--- Quoted passage Enclosed Below ---
KARACHI: Pakistan has posted the current account surplus during the July-September quarter – the first quarterly positive after more than five years, as remittances into the country and import curb helped the government rebuild its anemic foreign exchange reserves, the central bank’s data showed on Wednesday.
The current account posted a surplus of $792 million or 1.2 percent of gross domestic product in the first quarter of the current fiscal year compared with a deficit of $1.5 billion or 2.3 percent of GDP in the same period a year earlier, according to the State Bank of Pakistan (SBP).
The SBP’s data showed that the current account recorded a surplus for a third consecutive month in September. The surplus reached $73 million as against the deficit of $278 million a year ago. That was compared with a surplus of $211 million in the previous month.
Analyst said the current account improved due to a rise in remittances. Remittances increased 31.1 percent to $7.1 billion in July-September FY2021. Remittances rose 17 percent quarter-on-quarter in July-September.
“The current account surplus certainly helps stop bleeding in reserves,” said Muzzammil Aslam, CEO at Tangent Capital Advisors. “Importantly, exports are recovering to a pre-pandemic level which resulted in a surplus.”
--- End of Enclosed Quoted passage ---
--- Input data Enclosed Below ---
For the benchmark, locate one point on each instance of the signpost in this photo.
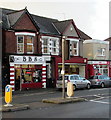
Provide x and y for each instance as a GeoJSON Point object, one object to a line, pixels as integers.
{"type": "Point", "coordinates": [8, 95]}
--- End of Enclosed Input data ---
Task 1: Can you write out the article on Pakistan's current account between "The current account posted" and "the previous month.", inclusive?
Task 2:
In the article on Pakistan's current account:
(a) What surplus did the current account post in the first quarter of the fiscal year?
(b) How large was the surplus in September?
(c) What position does Muzzammil Aslam hold?
Use only the article on Pakistan's current account.

Your solution 1:
The current account posted a surplus of $792 million or 1.2 percent of gross domestic product in the first quarter of the current fiscal year compared with a deficit of $1.5 billion or 2.3 percent of GDP in the same period a year earlier, according to the State Bank of Pakistan (SBP).
The SBP’s data showed that the current account recorded a surplus for a third consecutive month in September. The surplus reached $73 million as against the deficit of $278 million a year ago. That was compared with a surplus of $211 million in the previous month.

Your solution 2:
(a) $792 million, or 1.2 percent of GDP
(b) $73 million
(c) CEO at Tangent Capital Advisors